++++ Selected extract

Down Syndrome Myth Busters!
Myth: People With Down Syndrome Have Severe Mental Retardation
Standard IQ tests do not measure many important areas of intelligence, and you will often be surprised by the memory, insight, creativity, and cleverness of many with Down Syndrome. The high rates of learning disabilities in students with Down syndrome often mask a range of abilities and talents. Clearly, educators and researchers are still discovering the full educational potential of people with Down syndrome.
Throughout the country there are many shining examples of young adults with Down syndrome that are graduating from high-school, attending college and making their communities a better place to live.
Myth: Adults With Down Syndrome Are Unemployable
Businesses are seeking young adults with Down syndrome for a variety of positions. They are being employed in small and medium sized offices, by banks, corporations, nursing homes, hotels, and restaurants. They work in the music and entertainment industry, in clerical positions, and in the computer industry. People with Down syndrome bring to their jobs enthusiasm, reliability, and dedication.
Myth: People With Down Syndrome Are Always Happy
People with Down syndrome have feelings just like everyone else in the population. They respond to positive expressions of friendship and are hurt and upset by inconsiderate behavior.
Myth: Adults With Down Syndrome Are Unable To Form Close Relationships Leading to Marriage
People with Down syndrome want the same things out of life as we do. They want friendships and opportunities to date and socialize. They want to form on-going relationships with other individuals with disabilities, as well as those without. Some get married and enjoy a rich family life, while some stay single and enjoy activities with friends.
Myth: Individuals With Down Syndrome Are Stubborn
A student with Down syndrome may not be able to tell you how they feel or may be unable to readily change mental gears when offered new information or direction. This can lead to the false perception that they are being “stubborn.” Behavior is communication – individuals with Down syndrome typically face challenges with both receptive and expressive language. By implementing strategies to increase communication, this perceived behavior can be greatly reduced.
Myth: There Are No Effective Treatments For Health Issues Related to Down Syndrome
Research on Down syndrome is making great strides in identifying the genes on chromosome 21 that cause the characteristics of Down syndrome. Scientists now feel strongly that, in the future, it will be possible to improve, correct, or prevent many of the health conditions associated with Down syndrome.

++++++++
++++ Supplied records

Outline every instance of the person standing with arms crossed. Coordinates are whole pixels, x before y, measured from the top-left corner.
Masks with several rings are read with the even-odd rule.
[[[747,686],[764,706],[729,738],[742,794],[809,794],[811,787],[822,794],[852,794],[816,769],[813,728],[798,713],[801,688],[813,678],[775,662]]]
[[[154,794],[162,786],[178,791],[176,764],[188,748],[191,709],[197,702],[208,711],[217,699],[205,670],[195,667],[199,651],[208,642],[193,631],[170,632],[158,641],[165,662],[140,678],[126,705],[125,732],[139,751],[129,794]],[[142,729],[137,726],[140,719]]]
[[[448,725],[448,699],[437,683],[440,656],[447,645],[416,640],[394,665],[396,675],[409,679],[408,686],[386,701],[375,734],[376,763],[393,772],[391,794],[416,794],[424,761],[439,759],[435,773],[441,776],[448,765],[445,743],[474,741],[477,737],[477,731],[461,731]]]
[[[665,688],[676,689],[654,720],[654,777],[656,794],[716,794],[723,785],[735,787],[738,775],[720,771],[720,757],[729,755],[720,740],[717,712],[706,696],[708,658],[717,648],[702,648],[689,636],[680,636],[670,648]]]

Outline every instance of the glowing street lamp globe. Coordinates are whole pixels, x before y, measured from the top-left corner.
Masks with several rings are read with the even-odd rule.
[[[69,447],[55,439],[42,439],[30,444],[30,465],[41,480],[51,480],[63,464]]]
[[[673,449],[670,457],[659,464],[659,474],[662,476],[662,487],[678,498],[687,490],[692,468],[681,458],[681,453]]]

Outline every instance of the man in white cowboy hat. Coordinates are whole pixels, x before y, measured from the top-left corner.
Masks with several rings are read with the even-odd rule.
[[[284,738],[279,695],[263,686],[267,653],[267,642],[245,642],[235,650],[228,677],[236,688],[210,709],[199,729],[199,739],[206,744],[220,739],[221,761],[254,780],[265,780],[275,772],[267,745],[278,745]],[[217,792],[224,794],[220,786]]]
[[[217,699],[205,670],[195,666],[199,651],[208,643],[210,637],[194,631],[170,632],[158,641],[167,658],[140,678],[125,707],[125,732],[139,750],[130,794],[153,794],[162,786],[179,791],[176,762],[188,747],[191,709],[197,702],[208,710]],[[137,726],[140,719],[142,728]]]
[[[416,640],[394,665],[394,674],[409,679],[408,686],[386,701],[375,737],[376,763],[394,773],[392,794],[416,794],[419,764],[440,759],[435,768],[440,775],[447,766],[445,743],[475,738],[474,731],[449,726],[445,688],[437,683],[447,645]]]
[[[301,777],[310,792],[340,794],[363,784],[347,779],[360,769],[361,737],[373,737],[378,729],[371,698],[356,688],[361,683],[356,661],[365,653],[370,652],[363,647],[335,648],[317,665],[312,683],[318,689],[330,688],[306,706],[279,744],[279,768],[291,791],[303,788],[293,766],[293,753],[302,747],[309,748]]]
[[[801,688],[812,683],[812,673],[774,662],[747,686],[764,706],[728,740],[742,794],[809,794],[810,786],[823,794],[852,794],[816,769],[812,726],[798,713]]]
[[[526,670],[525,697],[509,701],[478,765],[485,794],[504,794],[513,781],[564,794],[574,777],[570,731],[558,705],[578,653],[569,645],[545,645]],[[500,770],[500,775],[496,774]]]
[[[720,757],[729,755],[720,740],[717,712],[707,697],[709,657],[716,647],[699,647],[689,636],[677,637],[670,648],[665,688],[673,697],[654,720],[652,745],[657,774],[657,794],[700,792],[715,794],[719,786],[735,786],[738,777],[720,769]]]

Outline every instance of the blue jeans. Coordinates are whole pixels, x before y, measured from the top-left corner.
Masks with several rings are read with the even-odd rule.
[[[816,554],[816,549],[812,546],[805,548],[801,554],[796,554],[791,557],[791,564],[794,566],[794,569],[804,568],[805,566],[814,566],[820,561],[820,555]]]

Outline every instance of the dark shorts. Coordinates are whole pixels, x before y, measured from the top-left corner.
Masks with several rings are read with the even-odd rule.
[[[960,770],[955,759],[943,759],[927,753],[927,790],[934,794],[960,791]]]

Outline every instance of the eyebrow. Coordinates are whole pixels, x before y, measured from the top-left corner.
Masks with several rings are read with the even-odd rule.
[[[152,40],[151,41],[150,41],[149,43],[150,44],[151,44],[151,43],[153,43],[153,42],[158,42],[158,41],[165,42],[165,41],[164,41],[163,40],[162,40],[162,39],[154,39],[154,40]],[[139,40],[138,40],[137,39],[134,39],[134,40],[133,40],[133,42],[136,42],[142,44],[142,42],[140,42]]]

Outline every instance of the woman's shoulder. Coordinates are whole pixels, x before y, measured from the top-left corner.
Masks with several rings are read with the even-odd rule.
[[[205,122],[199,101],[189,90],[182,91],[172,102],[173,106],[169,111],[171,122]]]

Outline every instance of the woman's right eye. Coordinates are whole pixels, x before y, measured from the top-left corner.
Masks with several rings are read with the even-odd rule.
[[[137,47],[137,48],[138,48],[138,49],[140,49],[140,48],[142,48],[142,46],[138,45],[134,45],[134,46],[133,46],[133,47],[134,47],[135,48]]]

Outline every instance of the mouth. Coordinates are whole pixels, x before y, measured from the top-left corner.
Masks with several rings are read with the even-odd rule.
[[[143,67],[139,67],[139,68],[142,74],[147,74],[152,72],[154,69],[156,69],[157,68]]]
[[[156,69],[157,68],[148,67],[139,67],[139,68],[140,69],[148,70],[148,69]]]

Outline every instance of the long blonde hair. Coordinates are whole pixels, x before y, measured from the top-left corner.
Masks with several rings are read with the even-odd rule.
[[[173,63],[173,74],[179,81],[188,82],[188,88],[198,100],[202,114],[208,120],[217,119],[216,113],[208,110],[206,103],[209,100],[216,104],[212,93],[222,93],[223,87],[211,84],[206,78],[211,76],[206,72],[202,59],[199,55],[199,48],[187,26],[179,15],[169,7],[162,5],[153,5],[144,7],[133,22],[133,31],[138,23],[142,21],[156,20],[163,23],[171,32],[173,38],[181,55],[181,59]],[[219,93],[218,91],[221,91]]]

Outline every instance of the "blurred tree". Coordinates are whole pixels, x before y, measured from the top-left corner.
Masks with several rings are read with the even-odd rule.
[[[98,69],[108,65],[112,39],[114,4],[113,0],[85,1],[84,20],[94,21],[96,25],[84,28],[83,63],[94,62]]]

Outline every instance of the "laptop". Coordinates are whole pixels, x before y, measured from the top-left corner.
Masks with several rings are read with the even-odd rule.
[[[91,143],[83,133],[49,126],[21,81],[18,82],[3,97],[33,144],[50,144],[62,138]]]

++++++++

> **Work task**:
According to the Down syndrome myths text, what three qualities do people with Down syndrome bring to their jobs?

> **Your solution**:
Enthusiasm, reliability, and dedication.